- _EXERCISE OBJECTIVE_
Reproduce the records word for word, starting at their first line and stopping after the line that contains "pixel 466 189". Include that line, and omit the pictures.

(Excerpts from a point labeling dataset)

## Begin

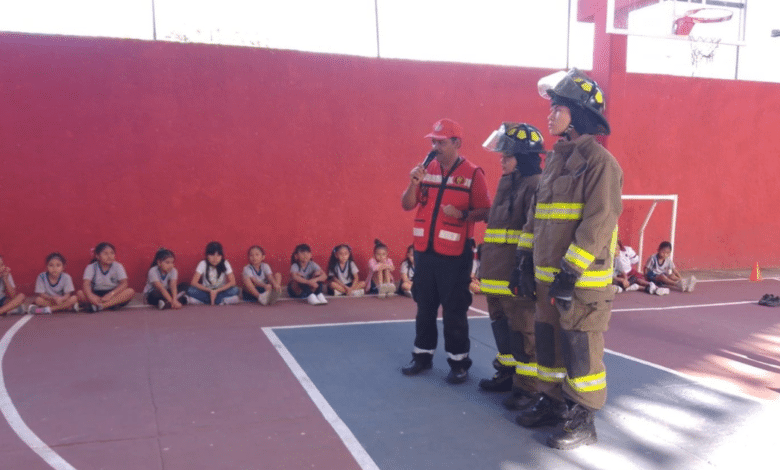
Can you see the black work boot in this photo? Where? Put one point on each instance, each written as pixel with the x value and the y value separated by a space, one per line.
pixel 518 399
pixel 578 430
pixel 459 371
pixel 420 362
pixel 544 411
pixel 500 382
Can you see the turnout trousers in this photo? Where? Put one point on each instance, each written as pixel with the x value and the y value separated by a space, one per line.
pixel 443 280
pixel 570 346
pixel 513 328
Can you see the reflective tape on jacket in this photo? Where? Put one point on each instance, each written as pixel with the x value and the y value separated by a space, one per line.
pixel 549 374
pixel 526 369
pixel 559 210
pixel 495 287
pixel 592 279
pixel 577 256
pixel 589 383
pixel 502 236
pixel 526 240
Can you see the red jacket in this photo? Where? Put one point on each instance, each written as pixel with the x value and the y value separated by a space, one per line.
pixel 466 189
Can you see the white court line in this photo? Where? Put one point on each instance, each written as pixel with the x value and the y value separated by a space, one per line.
pixel 12 415
pixel 678 307
pixel 350 441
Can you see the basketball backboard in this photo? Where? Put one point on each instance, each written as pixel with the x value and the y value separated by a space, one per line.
pixel 715 20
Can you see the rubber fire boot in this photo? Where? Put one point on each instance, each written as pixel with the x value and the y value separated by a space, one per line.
pixel 578 430
pixel 420 362
pixel 459 371
pixel 500 382
pixel 543 412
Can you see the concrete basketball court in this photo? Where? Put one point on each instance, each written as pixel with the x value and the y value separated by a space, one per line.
pixel 693 384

## End

- _ANSWER FOR THIS EXERCISE_
Can you see the black work boot in this photo? Where? Put one point on each instance, each written as pixel with the x value and the y value separated by a space, one per line.
pixel 518 399
pixel 578 430
pixel 459 371
pixel 420 362
pixel 544 411
pixel 500 382
Can you see the turnout trousers in this photo? Where? Put one point on each instance, each written as pixel with the x value and the y value separated by a space, one per line.
pixel 443 280
pixel 570 346
pixel 513 328
Can you see the reflective tape on jacket in this photo? Where? Put one point on each instance, each written as pixel with the x value and the y value separated by a space, one per line.
pixel 549 374
pixel 526 369
pixel 559 210
pixel 495 287
pixel 592 279
pixel 577 256
pixel 589 383
pixel 502 236
pixel 526 240
Can you see the red jacket in this photo? Where? Put one point on each instance, each written as pixel with the x value and the y value separated by a space, one per line.
pixel 466 189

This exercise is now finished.